— Start ARTICLE —
Three, prep. Read a synopsis first so you know who's who and what on earth is going on. There's nothing wrong with watching a movie adaptation of a text before you read it. If it's a play, definitely watch it first! I don't think people should read plays anyway. It's like reading a recipe and expecting to be full. Those are directions for a thing, not a thing. But at minimum hit Wikipedia and read a synopsis so you know what the hell is going on.

Four, learn the background and context before you even start reading so you're not totally lost or confused by a truly alien culture compared to ours. An edition with a good foreword can be great for this. 

Five, a more complex point: remember that people back then were just as snarky and sarcastic as we are. Chaucer was snarky as hell. Sophocles loved putting people in impossibly awkward situations. Jane Austen was extremely sarcastic about people and their flaws. They were the same as us.

Take the first sentence of Pride and Prejudice: "It is a truth universally acknowledged that a single man in possession of good fortune must be in want of a wife." Okay, does she mean that, or is she being ironic? 

We figure out very quickly she's being ironic when Mrs. Bennet comes flying in and says a rich man has rented a house in the neighborhood, what a great thing for our girls! She has all these marriage-aged daughters and an aging husband and NO MONEY, no security, not even a house as they will lose it if the husband dies. One of those girls needs to marry this rich man and be able to take care of everyone else! 

Does he want to get married? Who is he? What's he like? Nobody knows anything about him except: rich and unmarried. But it's a truth universally acknowledged that a single man in possession of good fortune must be in want of a wife, after all, so let's go get him, girls!

I've had students say this makes everyone shallow and so forth. No! Women of their class could not go out and work. They had to get married to support themselves. Yes, you can be upper class and poor. This is also shocking to modern Americans.

So knowing that background changes the first sentence, right? Now we get it. The joke is that everyone assumes this guy who just rented a house wants to get married. Let's all go see him and see which sister he wants to marry! It's embarrassing to the two oldest sisters, but the younger ones are kind of idiots like the mom. 

Six, if it doesn't ruin the story for you, get spoilers! Who marries whom? How do we get from here to there? There are many obstacles in the way. How do Jane and Lizzy not absolutely die of embarrassment from the behavior of their mother and sisters?
— End ARTICLE —
**SHORT EXERCISE 1**
Rewrite the reading advice from "Three, prep. Read" to "great for this.", changing "synopsis" to "summary".
— Start SOURCE RECORDS —
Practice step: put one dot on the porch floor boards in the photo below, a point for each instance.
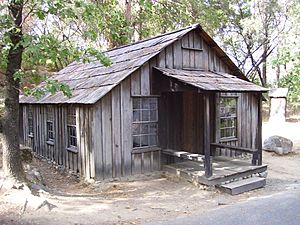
(224, 169)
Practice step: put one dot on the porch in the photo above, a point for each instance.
(225, 170)
(207, 121)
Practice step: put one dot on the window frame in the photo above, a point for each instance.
(50, 125)
(231, 120)
(72, 139)
(140, 123)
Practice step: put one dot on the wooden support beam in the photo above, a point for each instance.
(207, 159)
(259, 130)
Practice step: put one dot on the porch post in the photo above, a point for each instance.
(257, 157)
(259, 132)
(207, 160)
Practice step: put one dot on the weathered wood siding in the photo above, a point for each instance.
(247, 123)
(191, 52)
(104, 130)
(56, 151)
(112, 131)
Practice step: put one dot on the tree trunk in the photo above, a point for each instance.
(12, 164)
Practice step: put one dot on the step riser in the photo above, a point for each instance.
(235, 190)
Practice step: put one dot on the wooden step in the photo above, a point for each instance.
(238, 187)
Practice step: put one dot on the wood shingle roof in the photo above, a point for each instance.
(91, 81)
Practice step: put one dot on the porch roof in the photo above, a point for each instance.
(212, 81)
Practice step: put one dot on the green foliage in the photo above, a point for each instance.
(55, 33)
(49, 86)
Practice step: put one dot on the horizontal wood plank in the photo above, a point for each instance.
(184, 155)
(236, 148)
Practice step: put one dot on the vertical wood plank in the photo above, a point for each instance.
(97, 140)
(126, 127)
(85, 127)
(169, 56)
(152, 63)
(185, 52)
(198, 54)
(81, 141)
(217, 121)
(207, 160)
(259, 129)
(147, 162)
(162, 58)
(136, 82)
(192, 52)
(107, 135)
(90, 139)
(116, 132)
(136, 163)
(177, 55)
(206, 56)
(145, 79)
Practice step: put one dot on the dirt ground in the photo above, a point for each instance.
(138, 199)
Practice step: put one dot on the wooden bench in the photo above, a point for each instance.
(184, 155)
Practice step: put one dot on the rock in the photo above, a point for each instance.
(278, 144)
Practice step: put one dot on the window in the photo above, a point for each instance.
(144, 127)
(71, 127)
(30, 121)
(50, 128)
(228, 117)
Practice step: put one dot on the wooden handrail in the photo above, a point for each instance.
(236, 148)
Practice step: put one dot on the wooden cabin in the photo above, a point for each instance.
(173, 97)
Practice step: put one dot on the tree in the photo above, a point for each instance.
(251, 33)
(37, 34)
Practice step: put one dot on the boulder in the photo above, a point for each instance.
(278, 144)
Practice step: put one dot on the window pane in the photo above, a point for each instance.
(145, 103)
(153, 128)
(152, 140)
(144, 141)
(228, 113)
(136, 115)
(145, 115)
(135, 129)
(153, 115)
(153, 103)
(145, 129)
(136, 103)
(136, 141)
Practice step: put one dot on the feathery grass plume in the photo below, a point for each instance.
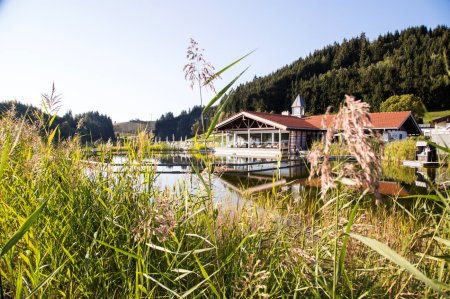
(353, 124)
(198, 70)
(52, 101)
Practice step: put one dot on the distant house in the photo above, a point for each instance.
(266, 134)
(439, 131)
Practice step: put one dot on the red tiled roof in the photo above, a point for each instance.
(380, 120)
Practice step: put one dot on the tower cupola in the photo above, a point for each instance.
(298, 107)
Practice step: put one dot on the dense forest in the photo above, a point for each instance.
(413, 61)
(90, 126)
(185, 124)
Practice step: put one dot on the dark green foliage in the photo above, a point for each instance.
(91, 126)
(410, 62)
(95, 126)
(185, 124)
(406, 102)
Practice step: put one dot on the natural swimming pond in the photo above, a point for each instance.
(244, 177)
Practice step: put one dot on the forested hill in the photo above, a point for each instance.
(413, 61)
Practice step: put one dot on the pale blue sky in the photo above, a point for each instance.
(125, 58)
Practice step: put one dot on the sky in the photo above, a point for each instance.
(126, 58)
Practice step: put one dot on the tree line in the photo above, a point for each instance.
(90, 126)
(413, 61)
(187, 123)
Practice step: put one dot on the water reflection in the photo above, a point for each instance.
(246, 176)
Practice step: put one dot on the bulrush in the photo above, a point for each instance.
(353, 124)
(156, 219)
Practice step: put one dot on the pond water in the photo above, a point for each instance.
(246, 177)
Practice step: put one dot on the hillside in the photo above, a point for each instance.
(133, 127)
(89, 126)
(413, 61)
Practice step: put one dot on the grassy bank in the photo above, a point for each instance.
(104, 235)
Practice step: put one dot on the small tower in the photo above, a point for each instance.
(298, 107)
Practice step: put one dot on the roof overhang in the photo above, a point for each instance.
(247, 115)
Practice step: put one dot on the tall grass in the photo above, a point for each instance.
(105, 234)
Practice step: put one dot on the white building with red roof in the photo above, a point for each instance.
(275, 134)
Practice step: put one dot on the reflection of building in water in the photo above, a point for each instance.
(245, 184)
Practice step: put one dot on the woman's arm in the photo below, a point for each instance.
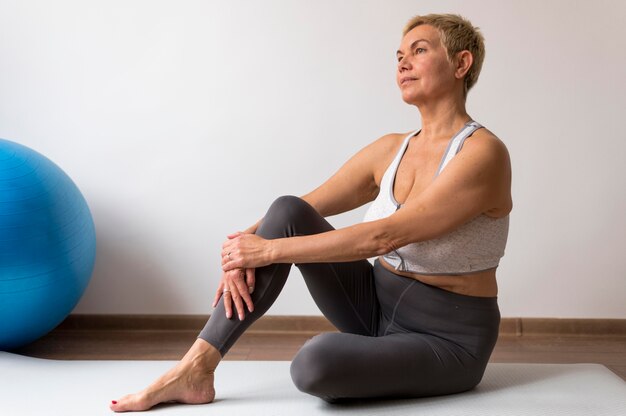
(476, 181)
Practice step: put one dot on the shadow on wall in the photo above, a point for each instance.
(130, 275)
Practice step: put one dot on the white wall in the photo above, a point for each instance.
(182, 120)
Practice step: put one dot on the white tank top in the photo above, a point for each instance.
(475, 246)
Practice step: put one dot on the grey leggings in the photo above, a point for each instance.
(399, 337)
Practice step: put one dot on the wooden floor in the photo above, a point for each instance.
(264, 345)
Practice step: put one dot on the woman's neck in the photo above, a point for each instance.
(441, 117)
— End SOURCE RECORDS —
**SHORT EXERCISE 2**
Format the entries from the line with "Practice step: put one dot on the white building" through the last entry as a Markdown table with the columns Row and Line. Skip blank lines, and leave out the pictures.

**FULL ANSWER 1**
Three, prep. Read a summary first so you know who's who and what on earth is going on. There's nothing wrong with watching a movie adaptation of a text before you read it. If it's a play, definitely watch it first! I don't think people should read plays anyway. It's like reading a recipe and expecting to be full. Those are directions for a thing, not a thing. But at minimum hit Wikipedia and read a summary so you know what the hell is going on.

Four, learn the background and context before you even start reading so you're not totally lost or confused by a truly alien culture compared to ours. An edition with a good foreword can be great for this.

**FULL ANSWER 2**
| Row | Line |
|---|---|
| 1 | Practice step: put one dot on the white building with red roof in the photo above, a point for each instance. |
| 2 | (275, 134) |
| 3 | Practice step: put one dot on the reflection of building in water in the photo above, a point for each instance. |
| 4 | (245, 184) |
| 5 | Practice step: put one dot on the woman's arm in the photo below, a point for each instance. |
| 6 | (476, 181) |
| 7 | Practice step: put one dot on the shadow on wall in the photo above, a point for each instance. |
| 8 | (130, 275) |
| 9 | Practice step: put one dot on the white wall in the photo above, a point for each instance. |
| 10 | (182, 120) |
| 11 | Practice step: put one dot on the white tank top in the photo above, a point for each instance. |
| 12 | (475, 246) |
| 13 | Practice step: put one dot on the grey leggings in the photo above, a point for each instance. |
| 14 | (399, 337) |
| 15 | Practice step: put one dot on the wooden floor in the photo above, a point for each instance. |
| 16 | (264, 345) |
| 17 | Practice step: put one dot on the woman's neck in the photo above, a point for each instance. |
| 18 | (441, 117) |